§ PAGE TEXT:
An Uncomplicated Life Blog: A Comical Look Back

Wednesday, May 14, 2014

A Comical Look Back

As this pregnancy thing draws to a close, I thought I would take a moment to reflect.

Don't worry, I'm not going to use this post as my personal journal and get all deep-thoughts on you. I'll just take a moment to dispel some promises and myths I was told about pregnancy that turned out to be COMPLETELY false (for me, at least... And we're all a wee bit different and special).

I found that women, especially other mamas, looooooved to tell me how "everything was going to be" with a lot of "just wait until ____ happens!" or "ohmygosh, you're going to need _____!" While I appreciate the well intentioned advice and forewarning of what was {supposed} to come, these are the top five biggest... Hmmm, what should I call them? Myths? Lies? Things that never ended up happening for me/this pregnancy? Ah well, you get what I'm saying!

And with that said, let's jump in!

1. Maternity jeans are the BEST!
I never fell in love with full panel maternity jeans. I even bought designer label ones so I knew I was getting "the best of the best" as it were... NOPE. Not even a little bit. At a full nine months pregs, they STILL slide down my rump when I sit down, the panel is STILL itchier than hell, I feel like a two year old with these "pull up" pants (please give me my fly and button back!) and I basically feel like I'm wearing pantyhose over my belly. Demi panel is the business, ladies. Full panel is for the birds.

(FYI, I wiped this mirror down THREE TIMES before taking these shots... I'm convinced I'm either surrounded by spirit orbs, or the "fuzz" is in the silver of the mirror and not the glass. Maybe both).

Boo, full pannel! Boo!
Demi panel FTW!

2. High(er)-end maternity clothes are unnecessary!
Target Maternity is garbage. I don't know who these clothes fit, but the size small is STILL too big for me at full-term. After one wash, the rouching on this shirt stretched out, and looks stupid. Invest a little cash into some higher quality clothes, girls. You won't be disappointed.

Nine months pregnant. Limp Target Maternity. Size small on a 5'10 frame. Dumb. On the plus side, the hanging fabric makes me look "thin" and I'll take that right about now!

3. Just you wait for those pregnancy cravings, your health food will go out the window!
I still don't understand people with pregnancy food cravings. I believe you have them! I just don't get it. My husband and I were SO looking forward to the day when all I would want is ice cream topped with fried chicken and a side of peanut butter... But, alas, it never happened. The best I had was a few strong desires to eat fruit... Just L-I-V-I-N on the wild side over here!

4.There's a natural health remedy for everything, don't medicate while pregnant!
Papaya does NOT work to cure preggo heartburn. Holistic and natural health, I love you and will always try you first, but that's a friggin joke. Unless it comes in a blue capped bottle and says "TUMS Extra 1000" on it, and you take twice to thrice the recommended dose, it ain't curing what burns you.

§ EXERCISE BRIEF:
Please reproduce the passage of the blog post on pregnancy myths starting with "1. Maternity jeans" and going on through "glass. Maybe both).", word for word. You won't need the entries that come next.

§ EXTRACTED DATA:
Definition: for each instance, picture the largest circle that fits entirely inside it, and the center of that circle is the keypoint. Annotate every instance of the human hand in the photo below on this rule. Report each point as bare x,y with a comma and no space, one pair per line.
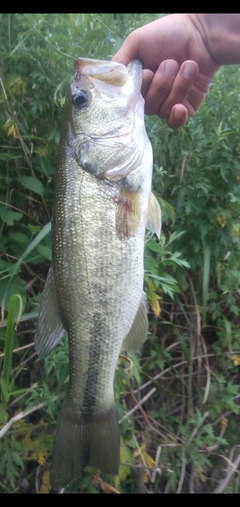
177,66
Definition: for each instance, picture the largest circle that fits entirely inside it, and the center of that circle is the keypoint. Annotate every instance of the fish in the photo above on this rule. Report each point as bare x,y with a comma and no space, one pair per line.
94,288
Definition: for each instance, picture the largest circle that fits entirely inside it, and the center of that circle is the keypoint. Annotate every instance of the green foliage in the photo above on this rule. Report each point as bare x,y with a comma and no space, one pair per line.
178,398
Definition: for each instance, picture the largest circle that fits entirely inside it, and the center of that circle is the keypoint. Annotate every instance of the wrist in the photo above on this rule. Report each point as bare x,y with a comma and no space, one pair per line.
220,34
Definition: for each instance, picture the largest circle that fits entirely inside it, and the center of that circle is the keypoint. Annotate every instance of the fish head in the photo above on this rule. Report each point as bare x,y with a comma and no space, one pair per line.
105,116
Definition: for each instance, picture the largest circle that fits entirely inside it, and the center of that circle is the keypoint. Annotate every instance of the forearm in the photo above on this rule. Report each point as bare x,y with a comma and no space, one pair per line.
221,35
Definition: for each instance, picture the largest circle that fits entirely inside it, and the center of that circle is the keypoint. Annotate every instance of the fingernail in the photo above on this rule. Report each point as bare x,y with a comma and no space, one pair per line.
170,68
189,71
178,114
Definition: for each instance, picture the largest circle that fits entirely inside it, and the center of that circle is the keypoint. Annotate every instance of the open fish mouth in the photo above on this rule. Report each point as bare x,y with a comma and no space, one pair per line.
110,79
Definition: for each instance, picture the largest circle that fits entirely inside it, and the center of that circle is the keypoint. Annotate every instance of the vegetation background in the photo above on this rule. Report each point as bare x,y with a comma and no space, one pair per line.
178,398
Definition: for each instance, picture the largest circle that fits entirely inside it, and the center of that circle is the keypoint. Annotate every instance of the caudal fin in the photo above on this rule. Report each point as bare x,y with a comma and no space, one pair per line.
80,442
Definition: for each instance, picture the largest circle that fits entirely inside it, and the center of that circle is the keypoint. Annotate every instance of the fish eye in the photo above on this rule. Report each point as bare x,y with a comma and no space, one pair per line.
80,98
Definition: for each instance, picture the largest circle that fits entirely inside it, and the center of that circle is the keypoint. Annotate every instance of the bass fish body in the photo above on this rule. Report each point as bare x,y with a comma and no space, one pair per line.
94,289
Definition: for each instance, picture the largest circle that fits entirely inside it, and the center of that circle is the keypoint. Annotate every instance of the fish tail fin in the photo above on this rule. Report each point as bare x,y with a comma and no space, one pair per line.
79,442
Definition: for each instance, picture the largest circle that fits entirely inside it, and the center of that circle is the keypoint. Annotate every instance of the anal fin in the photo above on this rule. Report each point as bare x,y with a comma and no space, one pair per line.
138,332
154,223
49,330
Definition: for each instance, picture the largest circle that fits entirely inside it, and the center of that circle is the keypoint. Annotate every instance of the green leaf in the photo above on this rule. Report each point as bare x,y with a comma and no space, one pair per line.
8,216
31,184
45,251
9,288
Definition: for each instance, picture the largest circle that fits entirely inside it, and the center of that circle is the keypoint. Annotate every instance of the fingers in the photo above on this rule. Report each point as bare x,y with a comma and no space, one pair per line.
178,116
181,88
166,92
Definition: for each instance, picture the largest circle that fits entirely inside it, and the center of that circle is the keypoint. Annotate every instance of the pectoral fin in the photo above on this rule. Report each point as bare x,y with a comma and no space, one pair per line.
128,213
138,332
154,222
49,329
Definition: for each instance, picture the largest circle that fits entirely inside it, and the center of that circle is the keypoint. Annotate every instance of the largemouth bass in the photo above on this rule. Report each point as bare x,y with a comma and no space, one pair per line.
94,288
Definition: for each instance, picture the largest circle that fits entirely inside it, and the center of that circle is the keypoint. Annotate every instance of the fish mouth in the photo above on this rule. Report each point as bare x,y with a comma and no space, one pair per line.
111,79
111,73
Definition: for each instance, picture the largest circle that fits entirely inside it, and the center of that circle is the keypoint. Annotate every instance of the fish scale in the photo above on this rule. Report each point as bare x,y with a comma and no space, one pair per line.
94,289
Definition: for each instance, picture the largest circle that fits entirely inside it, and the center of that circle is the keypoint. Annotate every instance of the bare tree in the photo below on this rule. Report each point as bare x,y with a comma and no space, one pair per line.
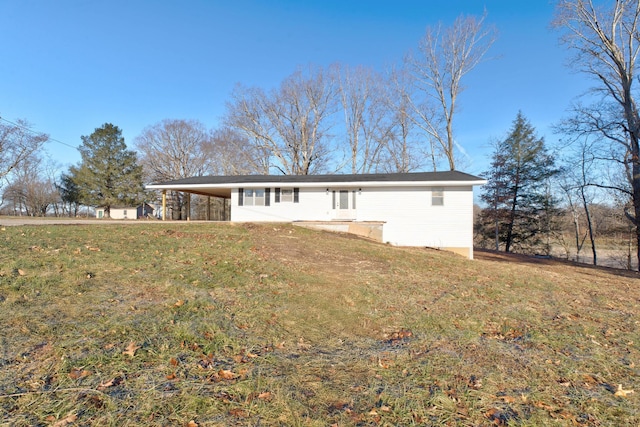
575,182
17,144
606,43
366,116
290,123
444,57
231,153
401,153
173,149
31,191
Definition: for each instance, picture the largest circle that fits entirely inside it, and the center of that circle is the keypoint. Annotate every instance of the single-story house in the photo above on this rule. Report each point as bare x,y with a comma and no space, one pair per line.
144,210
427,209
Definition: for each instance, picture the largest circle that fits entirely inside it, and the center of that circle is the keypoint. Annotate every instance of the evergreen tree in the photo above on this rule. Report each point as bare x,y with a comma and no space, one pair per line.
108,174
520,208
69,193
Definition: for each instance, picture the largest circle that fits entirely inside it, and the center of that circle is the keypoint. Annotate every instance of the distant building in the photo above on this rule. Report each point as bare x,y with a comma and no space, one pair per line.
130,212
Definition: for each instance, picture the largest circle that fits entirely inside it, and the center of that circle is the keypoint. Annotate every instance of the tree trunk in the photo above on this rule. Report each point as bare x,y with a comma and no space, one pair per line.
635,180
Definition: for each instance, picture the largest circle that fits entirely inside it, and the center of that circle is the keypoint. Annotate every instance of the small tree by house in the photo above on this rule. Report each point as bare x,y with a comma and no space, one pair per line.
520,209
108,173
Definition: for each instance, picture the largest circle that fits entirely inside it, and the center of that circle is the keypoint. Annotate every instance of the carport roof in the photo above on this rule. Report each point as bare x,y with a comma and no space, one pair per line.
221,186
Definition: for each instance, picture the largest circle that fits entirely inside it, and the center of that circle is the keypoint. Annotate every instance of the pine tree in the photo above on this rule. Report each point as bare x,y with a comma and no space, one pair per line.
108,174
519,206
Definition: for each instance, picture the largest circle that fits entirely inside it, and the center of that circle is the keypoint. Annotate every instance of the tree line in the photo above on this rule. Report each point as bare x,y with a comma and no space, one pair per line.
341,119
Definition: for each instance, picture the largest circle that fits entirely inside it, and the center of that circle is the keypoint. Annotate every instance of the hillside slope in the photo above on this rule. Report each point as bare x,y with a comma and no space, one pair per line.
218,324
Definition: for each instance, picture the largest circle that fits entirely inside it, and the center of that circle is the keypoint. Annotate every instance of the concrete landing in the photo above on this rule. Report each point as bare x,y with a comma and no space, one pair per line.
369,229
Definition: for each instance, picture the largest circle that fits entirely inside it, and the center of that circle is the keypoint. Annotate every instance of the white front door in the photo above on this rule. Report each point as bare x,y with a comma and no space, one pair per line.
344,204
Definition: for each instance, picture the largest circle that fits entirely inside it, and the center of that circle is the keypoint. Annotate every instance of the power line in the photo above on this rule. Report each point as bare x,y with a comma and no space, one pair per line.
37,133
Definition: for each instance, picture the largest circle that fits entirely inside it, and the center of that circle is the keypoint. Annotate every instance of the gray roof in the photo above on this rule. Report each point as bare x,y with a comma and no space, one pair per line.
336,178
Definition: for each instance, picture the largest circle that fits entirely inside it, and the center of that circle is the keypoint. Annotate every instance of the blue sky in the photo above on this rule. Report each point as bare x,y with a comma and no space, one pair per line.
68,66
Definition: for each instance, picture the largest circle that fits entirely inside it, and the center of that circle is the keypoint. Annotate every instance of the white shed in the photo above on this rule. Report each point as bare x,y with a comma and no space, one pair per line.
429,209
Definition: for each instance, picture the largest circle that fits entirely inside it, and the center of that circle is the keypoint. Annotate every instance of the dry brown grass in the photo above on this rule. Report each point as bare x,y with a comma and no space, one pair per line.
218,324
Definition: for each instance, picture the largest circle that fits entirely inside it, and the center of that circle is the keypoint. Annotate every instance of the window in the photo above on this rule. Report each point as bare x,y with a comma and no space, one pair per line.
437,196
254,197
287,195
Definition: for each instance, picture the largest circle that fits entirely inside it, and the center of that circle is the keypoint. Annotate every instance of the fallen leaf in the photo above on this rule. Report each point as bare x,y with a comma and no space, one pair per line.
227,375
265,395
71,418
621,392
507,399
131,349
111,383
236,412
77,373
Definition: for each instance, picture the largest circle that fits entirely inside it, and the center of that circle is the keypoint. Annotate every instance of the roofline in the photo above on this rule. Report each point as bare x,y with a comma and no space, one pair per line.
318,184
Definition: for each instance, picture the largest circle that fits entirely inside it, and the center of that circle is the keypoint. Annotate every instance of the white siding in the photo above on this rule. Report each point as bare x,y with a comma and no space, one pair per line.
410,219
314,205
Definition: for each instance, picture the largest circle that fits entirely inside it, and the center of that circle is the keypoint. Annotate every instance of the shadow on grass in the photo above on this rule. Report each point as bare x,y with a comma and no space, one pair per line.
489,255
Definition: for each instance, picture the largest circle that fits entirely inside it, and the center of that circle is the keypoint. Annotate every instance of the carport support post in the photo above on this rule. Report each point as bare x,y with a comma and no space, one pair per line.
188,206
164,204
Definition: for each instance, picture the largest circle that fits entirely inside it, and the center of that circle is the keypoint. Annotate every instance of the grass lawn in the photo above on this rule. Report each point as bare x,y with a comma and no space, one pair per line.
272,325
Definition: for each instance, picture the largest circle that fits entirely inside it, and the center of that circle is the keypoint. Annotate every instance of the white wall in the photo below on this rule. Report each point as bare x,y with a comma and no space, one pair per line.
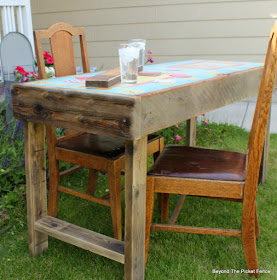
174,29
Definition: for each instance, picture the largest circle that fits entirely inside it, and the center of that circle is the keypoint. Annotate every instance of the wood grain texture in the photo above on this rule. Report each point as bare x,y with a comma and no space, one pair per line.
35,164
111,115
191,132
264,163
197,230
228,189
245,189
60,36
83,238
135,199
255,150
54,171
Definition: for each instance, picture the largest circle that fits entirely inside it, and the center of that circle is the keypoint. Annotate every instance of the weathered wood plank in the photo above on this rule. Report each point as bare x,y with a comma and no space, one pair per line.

§ FINISHED EXERCISE:
1. Maternity jeans are the BEST!
I never fell in love with full panel maternity jeans. I even bought designer label ones so I knew I was getting "the best of the best" as it were... NOPE. Not even a little bit. At a full nine months pregs, they STILL slide down my rump when I sit down, the panel is STILL itchier than hell, I feel like a two year old with these "pull up" pants (please give me my fly and button back!) and I basically feel like I'm wearing pantyhose over my belly. Demi panel is the business, ladies. Full panel is for the birds.

(FYI, I wiped this mirror down THREE TIMES before taking these shots... I'm convinced I'm either surrounded by spirit orbs, or the "fuzz" is in the silver of the mirror and not the glass. Maybe both).